§ **TO DO**:
Answer these questions from the VAE tutorial below:
1. What size and type of images make up the MNIST dataset?
2. Which activation is the last layer of the decoder network?
3. Which two losses make up the loss function for the VAE?

━━━ TEXT BLOCK ━━━

Implementing a Variational Autoencoder for Handwritten Digits in PyTorch: A Code Example

Posted by


In this tutorial, we will explore a Variational Autoencoder (VAE) for generating handwritten digits using PyTorch. VAEs are a type of generative model that learn to encode and decode data in a continuous latent space. They are particularly useful for generating new samples from a dataset and are widely used in fields such as image generation and machine learning.

We will use the MNIST dataset, which consists of 28×28 pixel grayscale images of handwritten digits ranging from 0 to 9. We will build a VAE model that can generate new handwritten digits based on this dataset.

First, let’s install the necessary libraries:

pip install torch torchvision matplotlib

Next, let’s import the required libraries in our Python script:

import torch
import torch.nn as nn
import torch.nn.functional as F
import torch.optim as optim
from torch.utils.data import DataLoader
from torchvision.datasets import MNIST
from torchvision.transforms import transforms
import matplotlib.pyplot as plt

Now, let’s define the VAE model. The model consists of an encoder network, a decoder network, and a reparameterization layer:

class VAE(nn.Module):
    def __init__(self, input_dim, latent_dim):
        super(VAE, self).__init__()

        self.encoder = nn.Sequential(
            nn.Linear(input_dim, 512),
            nn.ReLU(),
            nn.Linear(512, 256),
            nn.ReLU()
        )

        self.mu = nn.Linear(256, latent_dim)
        self.log_var = nn.Linear(256, latent_dim)

        self.decoder = nn.Sequential(
            nn.Linear(latent_dim, 256),
            nn.ReLU(),
            nn.Linear(256, 512),
            nn.ReLU(),
            nn.Linear(512, input_dim),
            nn.Sigmoid()
        )

    def reparameterize(self, mu, log_var):
        std = torch.exp(0.5*log_var)
        eps = torch.randn_like(std)
        return mu + eps*std

    def forward(self, x):
        x = self.encoder(x)
        mu = self.mu(x)
        log_var = self.log_var(x)

        z = self.reparameterize(mu, log_var)
        x_reconstructed = self.decoder(z)

        return x_reconstructed, mu, log_var

Next, let’s define the loss function for the VAE, which consists of a reconstruction loss and a KL divergence loss:

def vae_loss(x, x_reconstructed, mu, log_var):
    # Reconstruction Loss
    reconstruction_loss = F.binary_cross_entropy(x_reconstructed, x, reduction='sum')

    # KL Divergence Loss
    kl_divergence_loss = -0.5 * torch.sum(1 + log_var - mu.pow(2) - log_var.exp())

    return reconstruction_loss + kl_divergence_loss

Now, let’s define the training loop for the VAE model:

def train_vae(model, dataloader, optimizer, num_epochs):
    for epoch in range(num_epochs):
        model.train()
        total_loss = 0.0

        for i, (x, _) in enumerate(dataloader):
            x = x.view(-1, 28*28)

━━━ RECORDS SHOWN ━━━

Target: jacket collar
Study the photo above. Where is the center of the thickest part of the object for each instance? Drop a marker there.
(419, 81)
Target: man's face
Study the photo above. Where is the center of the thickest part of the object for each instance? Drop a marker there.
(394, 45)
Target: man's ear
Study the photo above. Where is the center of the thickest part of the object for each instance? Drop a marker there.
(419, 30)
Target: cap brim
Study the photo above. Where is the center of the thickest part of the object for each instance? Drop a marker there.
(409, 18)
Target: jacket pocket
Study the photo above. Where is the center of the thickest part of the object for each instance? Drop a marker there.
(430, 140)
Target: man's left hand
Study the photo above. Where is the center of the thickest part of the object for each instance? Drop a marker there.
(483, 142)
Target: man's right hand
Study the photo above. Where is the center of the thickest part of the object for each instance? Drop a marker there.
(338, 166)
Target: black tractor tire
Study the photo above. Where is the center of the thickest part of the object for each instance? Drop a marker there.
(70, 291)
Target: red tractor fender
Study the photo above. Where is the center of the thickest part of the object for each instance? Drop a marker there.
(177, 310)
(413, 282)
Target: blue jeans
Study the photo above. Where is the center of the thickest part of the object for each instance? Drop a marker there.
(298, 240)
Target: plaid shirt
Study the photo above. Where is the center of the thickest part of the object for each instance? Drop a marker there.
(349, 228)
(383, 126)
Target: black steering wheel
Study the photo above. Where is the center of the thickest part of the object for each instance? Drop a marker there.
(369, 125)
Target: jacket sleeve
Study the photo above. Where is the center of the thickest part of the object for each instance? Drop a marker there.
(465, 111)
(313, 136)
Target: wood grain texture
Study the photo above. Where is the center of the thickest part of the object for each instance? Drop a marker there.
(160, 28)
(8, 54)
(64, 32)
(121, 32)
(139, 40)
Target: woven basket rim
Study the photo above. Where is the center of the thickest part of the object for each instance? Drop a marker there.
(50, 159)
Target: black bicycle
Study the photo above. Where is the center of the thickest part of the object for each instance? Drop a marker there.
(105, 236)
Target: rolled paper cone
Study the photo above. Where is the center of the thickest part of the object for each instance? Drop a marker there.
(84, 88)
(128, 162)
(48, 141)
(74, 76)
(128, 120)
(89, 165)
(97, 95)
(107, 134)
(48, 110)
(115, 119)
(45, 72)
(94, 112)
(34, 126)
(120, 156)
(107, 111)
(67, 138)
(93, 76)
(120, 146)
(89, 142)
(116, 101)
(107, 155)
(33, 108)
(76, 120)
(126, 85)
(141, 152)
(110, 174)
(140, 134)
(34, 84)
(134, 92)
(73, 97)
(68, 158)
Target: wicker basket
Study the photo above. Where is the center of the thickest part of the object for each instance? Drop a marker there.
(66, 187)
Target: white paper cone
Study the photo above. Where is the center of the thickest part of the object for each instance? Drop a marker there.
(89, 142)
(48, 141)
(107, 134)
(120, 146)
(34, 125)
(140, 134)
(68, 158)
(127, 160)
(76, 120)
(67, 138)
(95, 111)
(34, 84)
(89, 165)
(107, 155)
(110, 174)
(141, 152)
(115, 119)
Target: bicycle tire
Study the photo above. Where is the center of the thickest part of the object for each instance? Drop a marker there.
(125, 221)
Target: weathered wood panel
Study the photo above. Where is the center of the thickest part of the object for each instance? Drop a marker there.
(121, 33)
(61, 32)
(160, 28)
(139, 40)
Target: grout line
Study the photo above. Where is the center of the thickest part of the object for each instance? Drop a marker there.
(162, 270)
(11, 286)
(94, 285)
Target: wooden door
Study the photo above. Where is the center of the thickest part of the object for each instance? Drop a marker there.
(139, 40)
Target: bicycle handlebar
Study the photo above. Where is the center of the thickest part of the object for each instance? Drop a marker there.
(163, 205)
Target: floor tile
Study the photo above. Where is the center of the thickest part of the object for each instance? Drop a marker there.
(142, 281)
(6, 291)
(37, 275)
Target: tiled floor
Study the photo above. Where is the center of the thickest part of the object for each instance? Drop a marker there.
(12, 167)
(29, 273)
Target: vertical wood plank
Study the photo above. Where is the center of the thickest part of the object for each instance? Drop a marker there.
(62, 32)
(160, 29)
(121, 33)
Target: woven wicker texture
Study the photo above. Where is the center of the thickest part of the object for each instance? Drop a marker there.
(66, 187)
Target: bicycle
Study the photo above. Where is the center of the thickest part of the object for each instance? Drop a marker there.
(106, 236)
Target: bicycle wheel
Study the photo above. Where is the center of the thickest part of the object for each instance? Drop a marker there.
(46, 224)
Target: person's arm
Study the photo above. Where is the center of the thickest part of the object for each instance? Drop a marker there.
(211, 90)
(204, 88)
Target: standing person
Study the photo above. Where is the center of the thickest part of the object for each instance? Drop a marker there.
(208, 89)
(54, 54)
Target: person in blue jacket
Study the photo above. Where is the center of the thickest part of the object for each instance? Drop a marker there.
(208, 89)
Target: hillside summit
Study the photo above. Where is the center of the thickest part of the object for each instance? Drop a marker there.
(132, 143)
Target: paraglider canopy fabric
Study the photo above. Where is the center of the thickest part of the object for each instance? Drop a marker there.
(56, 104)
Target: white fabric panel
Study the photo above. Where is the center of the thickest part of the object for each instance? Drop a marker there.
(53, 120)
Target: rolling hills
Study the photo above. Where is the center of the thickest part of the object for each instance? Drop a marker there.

━━━

§ **SOLUTION FOR THIS PROBLEM**:
1. 28×28 pixel grayscale images of handwritten digits from 0 to 9.
2. Sigmoid (nn.Sigmoid()).
3. A reconstruction loss and a KL divergence loss.